• _PROBLEM_
From first entry to last, give the listing again verbatim.

• _RECORD EXTRACTS_
____________________

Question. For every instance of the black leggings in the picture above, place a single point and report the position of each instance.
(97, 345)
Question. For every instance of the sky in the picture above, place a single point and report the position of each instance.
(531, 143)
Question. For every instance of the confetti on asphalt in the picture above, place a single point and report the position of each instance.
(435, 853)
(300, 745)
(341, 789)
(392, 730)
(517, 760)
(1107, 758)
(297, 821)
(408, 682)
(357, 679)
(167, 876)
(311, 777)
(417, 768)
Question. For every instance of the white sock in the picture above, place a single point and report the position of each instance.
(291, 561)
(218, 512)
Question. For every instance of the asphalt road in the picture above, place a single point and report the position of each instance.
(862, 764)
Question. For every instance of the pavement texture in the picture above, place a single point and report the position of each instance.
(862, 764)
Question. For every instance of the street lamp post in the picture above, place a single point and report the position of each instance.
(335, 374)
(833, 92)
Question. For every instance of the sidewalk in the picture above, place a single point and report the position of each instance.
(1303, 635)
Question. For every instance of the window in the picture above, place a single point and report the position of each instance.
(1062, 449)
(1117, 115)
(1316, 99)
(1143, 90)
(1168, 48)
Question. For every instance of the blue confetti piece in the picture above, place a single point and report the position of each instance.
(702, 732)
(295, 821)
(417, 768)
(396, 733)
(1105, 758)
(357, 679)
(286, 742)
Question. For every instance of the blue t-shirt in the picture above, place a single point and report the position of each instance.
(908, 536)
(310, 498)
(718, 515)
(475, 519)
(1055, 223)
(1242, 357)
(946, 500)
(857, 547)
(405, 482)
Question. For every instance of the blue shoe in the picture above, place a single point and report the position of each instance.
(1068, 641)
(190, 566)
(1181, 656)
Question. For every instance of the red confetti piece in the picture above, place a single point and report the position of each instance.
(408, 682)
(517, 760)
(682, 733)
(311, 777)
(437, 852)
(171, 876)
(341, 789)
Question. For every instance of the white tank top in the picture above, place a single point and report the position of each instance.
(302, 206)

____________________

• _OUTPUT OF THE EXERCISE_
Question. For every instance of the black leggings in the picture above, place a single point and report the position of each instance.
(97, 345)
Question. For every instance of the sky in the picture above, place a single point and report the position of each instance.
(531, 143)
Question. For every instance of the confetti on asphalt in the picture above, place a single point and report the position of each instance.
(435, 853)
(300, 745)
(341, 789)
(392, 730)
(517, 760)
(1107, 758)
(297, 821)
(408, 682)
(357, 679)
(167, 876)
(311, 777)
(417, 768)
Question. For every instance of the white sock in the picture above, place a single point and report the position of each instance.
(291, 561)
(218, 512)
Question. For every instance of the asphalt road in the picture above, place a single point and report the position of each instance.
(862, 764)
Question. For every instance of the pavement texture in the picture above, place a single point and report the position of each instance.
(862, 764)
Question. For every instance of the street lamp post in the picture above, place a single point and report the position of each instance.
(335, 374)
(833, 92)
Question. For every instance of the sidewalk in the picture above, place a single point and report the position of each instance.
(1303, 635)
Question. For every instance of the window in the picture above, place a single point and report the position of each instance.
(1062, 449)
(1117, 115)
(1316, 99)
(1143, 90)
(1168, 48)
Question. For every instance of the blue confetti piece in the picture above, place a single point and report the position of each instance.
(702, 732)
(295, 821)
(417, 768)
(396, 733)
(1105, 758)
(357, 679)
(286, 742)
Question. For every instance of the blue t-shirt in the picture above, place a single point and report the position of each instance.
(908, 536)
(310, 498)
(718, 515)
(475, 519)
(1055, 223)
(1242, 357)
(946, 500)
(857, 547)
(405, 482)
Question. For every instance of the blue shoe in the picture above, place a single point and report the position of each instance.
(1068, 641)
(190, 566)
(1181, 656)
Question. For every instance of the red confetti piece in the picture above, place a single point and report the position of each instance.
(408, 682)
(517, 760)
(682, 733)
(311, 777)
(437, 852)
(171, 876)
(341, 789)
Question. For every instance of the white tank top in the picture above, place a single point and report the position of each instance.
(302, 206)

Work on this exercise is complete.